**What you have to do**
All of the entries need to be copied character for character.

**Data provided**
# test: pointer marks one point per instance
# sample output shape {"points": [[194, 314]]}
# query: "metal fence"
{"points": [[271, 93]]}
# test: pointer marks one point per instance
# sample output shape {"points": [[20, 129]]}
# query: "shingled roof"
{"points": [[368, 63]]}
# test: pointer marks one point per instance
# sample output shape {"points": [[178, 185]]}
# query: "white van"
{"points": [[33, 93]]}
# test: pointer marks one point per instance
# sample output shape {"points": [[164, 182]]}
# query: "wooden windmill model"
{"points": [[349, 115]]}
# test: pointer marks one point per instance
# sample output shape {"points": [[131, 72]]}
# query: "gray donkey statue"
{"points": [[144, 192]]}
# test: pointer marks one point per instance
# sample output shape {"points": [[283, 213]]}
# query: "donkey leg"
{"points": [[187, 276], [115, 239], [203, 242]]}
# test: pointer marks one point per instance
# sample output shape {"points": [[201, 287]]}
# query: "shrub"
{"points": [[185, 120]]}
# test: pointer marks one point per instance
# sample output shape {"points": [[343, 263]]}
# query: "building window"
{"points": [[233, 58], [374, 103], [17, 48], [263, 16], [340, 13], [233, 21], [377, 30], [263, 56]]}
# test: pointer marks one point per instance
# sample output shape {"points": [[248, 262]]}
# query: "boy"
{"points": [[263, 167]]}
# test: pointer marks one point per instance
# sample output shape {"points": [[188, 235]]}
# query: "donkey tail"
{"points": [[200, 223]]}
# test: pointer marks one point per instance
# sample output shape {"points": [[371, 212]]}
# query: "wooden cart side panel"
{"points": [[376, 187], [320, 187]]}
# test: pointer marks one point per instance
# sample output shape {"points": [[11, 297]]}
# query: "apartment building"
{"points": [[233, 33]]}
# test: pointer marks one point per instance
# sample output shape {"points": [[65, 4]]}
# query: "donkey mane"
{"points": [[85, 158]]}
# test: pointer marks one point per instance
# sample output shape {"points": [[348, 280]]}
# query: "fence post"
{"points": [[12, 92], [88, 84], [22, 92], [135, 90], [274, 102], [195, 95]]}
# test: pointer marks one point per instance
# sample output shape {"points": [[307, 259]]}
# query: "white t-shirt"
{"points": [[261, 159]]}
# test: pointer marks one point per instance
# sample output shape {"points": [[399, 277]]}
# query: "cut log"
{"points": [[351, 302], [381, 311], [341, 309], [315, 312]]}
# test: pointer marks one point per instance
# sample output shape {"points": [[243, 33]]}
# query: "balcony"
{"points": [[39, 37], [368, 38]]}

**Written reply**
# test: pointer marks one point per instance
# sample output shape {"points": [[194, 314]]}
# query: "metal fence"
{"points": [[271, 93]]}
# test: pointer marks one point per instance
# sample output shape {"points": [[20, 129]]}
# query: "shingled roof"
{"points": [[368, 63]]}
# test: pointer marks one point per instance
# sample output shape {"points": [[178, 185]]}
# query: "white van"
{"points": [[33, 93]]}
# test: pointer marks one point per instance
# sample output shape {"points": [[164, 182]]}
# query: "wooden windmill model"
{"points": [[349, 115]]}
# test: pointer marks one point per instance
# sample output shape {"points": [[131, 72]]}
# query: "gray donkey statue"
{"points": [[144, 192]]}
# test: pointer marks one point per instance
# sample output shape {"points": [[283, 213]]}
# query: "donkey leg"
{"points": [[187, 276], [115, 239], [203, 242]]}
# test: pointer marks one point per instance
# sample output shape {"points": [[201, 287]]}
# query: "shrub"
{"points": [[185, 120]]}
# test: pointer marks one point per instance
# sample output shape {"points": [[343, 263]]}
# query: "building window"
{"points": [[233, 58], [374, 103], [17, 48], [263, 16], [340, 13], [233, 21], [377, 30], [263, 56]]}
# test: pointer marks one point per instance
# sample output shape {"points": [[248, 262]]}
# query: "boy"
{"points": [[263, 167]]}
# test: pointer marks one point per instance
# sample output shape {"points": [[188, 235]]}
# query: "donkey tail"
{"points": [[200, 223]]}
# test: pointer marks one point per instance
# sample output shape {"points": [[371, 212]]}
# query: "wooden cart side panel"
{"points": [[376, 187], [320, 187]]}
# test: pointer marks one point per instance
# sample output shape {"points": [[11, 297]]}
# query: "apartment building"
{"points": [[233, 33]]}
# test: pointer marks one point per instance
# sample output shape {"points": [[65, 4]]}
# query: "donkey mane"
{"points": [[85, 158]]}
# test: pointer marks one point per instance
# sample output shape {"points": [[348, 280]]}
# query: "fence post"
{"points": [[12, 92], [88, 84], [22, 92], [135, 90], [274, 102], [195, 95]]}
# test: pointer marks one point per instance
# sample output shape {"points": [[307, 259]]}
# query: "white t-shirt"
{"points": [[261, 159]]}
# test: pointer marks one point per instance
# sample output shape {"points": [[399, 277]]}
# query: "cut log"
{"points": [[351, 302], [381, 311], [341, 309], [315, 312]]}
# test: pointer marks one point per instance
# sample output shape {"points": [[243, 33]]}
# query: "balcony"
{"points": [[39, 37], [368, 38]]}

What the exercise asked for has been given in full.